Speech Perception

 

I. The Goal of Speech Perception

 

     A. Understanding what the speaker intended to say.

          1. May be remembered in terms of meaningful words and in

               the phonemes for the words

          2. May be remembered in terms of "phonetic gestures"

          3. May be remembered as a little of both 1 and 2

 

     B. Phoneme

          1. Definition = the smallest sound in a spoken word which

               can be used to distinguish one word from another.

          2. If changed, would alter the meaning of the word

          3. Defined in terms of their sounds

          4. Example: character  = /k/ /a/ /r/ /a/ /c/ /t/ /u/ /r/


C. Phonetic Gestures (Features)

     1. Definition = Physical movements of the vocal tract that

          accompany the production of the phoneme

     2. Figure

     3. No two phonemes have the same phonetic features (each is

          produced in a different way)

 

II. Two Basic Types of Speech Sound

 

     A. Consonants:

          1. Produced by pushing air through a constricted or closed

               vocal tract

          2. Three types of features allow for the production and

               identification of consonants

              a. Voicing

                   1) Vocal cord vibration?

                   2) Voiced or Unvoiced: bin - pin

              b. Manner of Articulation

                   1) How much is air flow stopped?

                   2) Types         

                        a) Stop Consonants

                             i) Complete stop

                             ii) Example: /k/, /p/, /t/

                        b) Fricatives

                                 i) Nasal stop, mouth restricted

                                 ii) Example: /z/, /s/, /f/

                        c) Nasal Consonants

                             i) Nasal stop, mouth stop

                             ii) Example: /m/, /n/

              c. Place of Articulation

                   1) Where is the air flow stopped?

Instructions for the task: List the three kinds of features that the speech perception outline gives for producing and identifying consonants. The lines after this speech perception outline have nothing to do with it.

Data:
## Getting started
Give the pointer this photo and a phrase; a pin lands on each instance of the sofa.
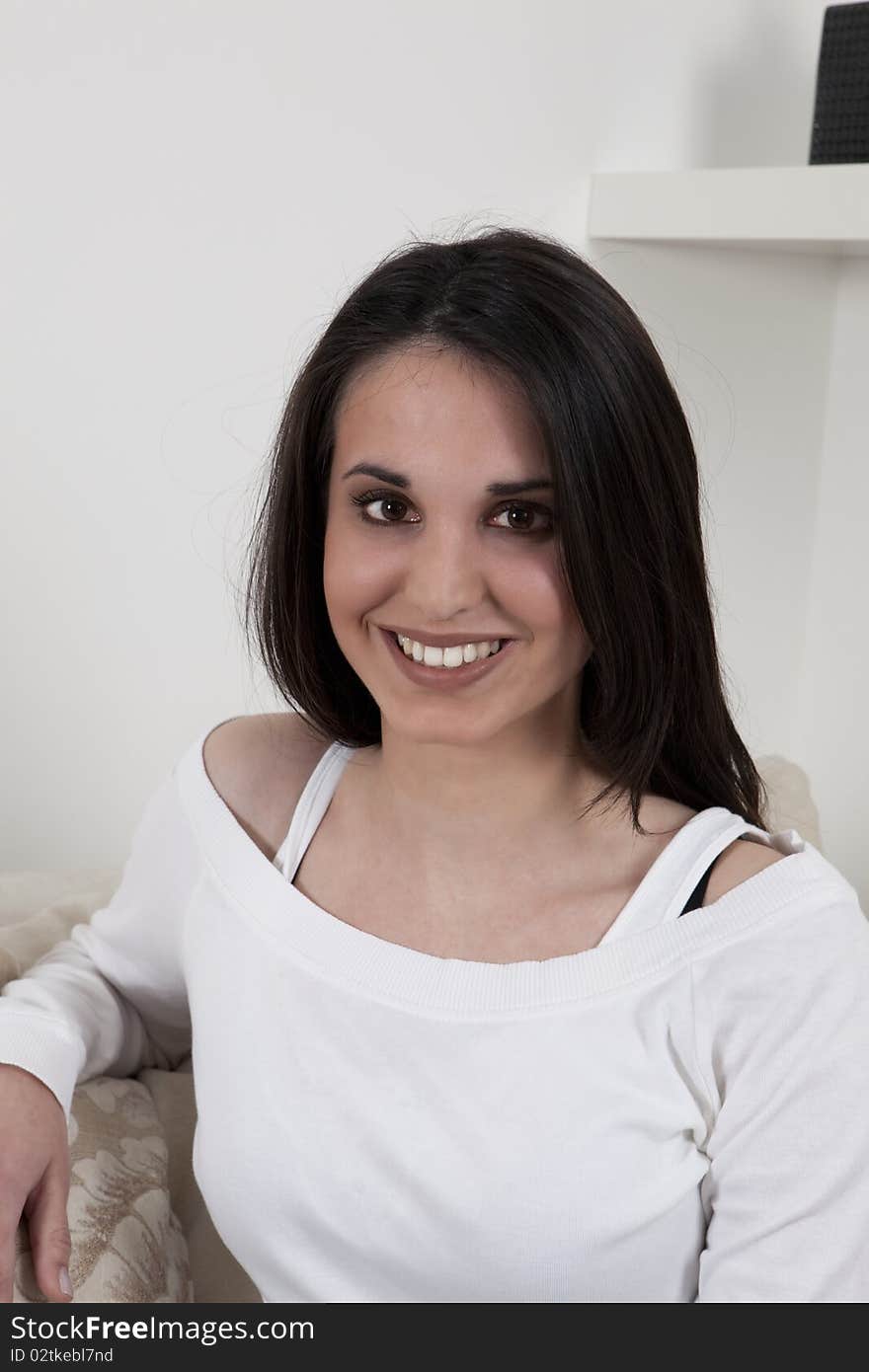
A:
(139, 1227)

The completed task: Voicing, Manner of Articulation, Place of Articulation